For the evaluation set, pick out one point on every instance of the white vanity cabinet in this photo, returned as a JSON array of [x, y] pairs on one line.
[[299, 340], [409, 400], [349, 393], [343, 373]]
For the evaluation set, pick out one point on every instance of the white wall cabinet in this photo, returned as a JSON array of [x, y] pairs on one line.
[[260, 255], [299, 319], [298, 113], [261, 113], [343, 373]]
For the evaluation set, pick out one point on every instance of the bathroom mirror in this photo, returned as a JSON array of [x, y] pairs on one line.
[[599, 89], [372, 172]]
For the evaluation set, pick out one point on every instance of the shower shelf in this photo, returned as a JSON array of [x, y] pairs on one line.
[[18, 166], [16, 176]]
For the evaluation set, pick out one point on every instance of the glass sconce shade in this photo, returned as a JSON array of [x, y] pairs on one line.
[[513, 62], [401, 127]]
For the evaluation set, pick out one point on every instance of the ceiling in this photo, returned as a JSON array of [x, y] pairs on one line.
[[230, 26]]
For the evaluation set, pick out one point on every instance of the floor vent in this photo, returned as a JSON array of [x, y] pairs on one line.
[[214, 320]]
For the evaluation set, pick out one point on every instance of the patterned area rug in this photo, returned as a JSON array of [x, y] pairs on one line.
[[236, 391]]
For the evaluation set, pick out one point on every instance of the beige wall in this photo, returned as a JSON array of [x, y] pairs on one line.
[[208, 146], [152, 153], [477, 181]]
◇ ◇ ◇
Reproduce the entries above word for word, from the line with "the white wall" to the line with "[[260, 255], [299, 319], [298, 113], [261, 113], [343, 373]]", including both of those lines.

For the evaluation set, pick out one point on every instance of the white wall cabinet in this photo, returned as a JSON array of [x, y] pairs on one line.
[[260, 255], [299, 319], [298, 113], [261, 113], [343, 373]]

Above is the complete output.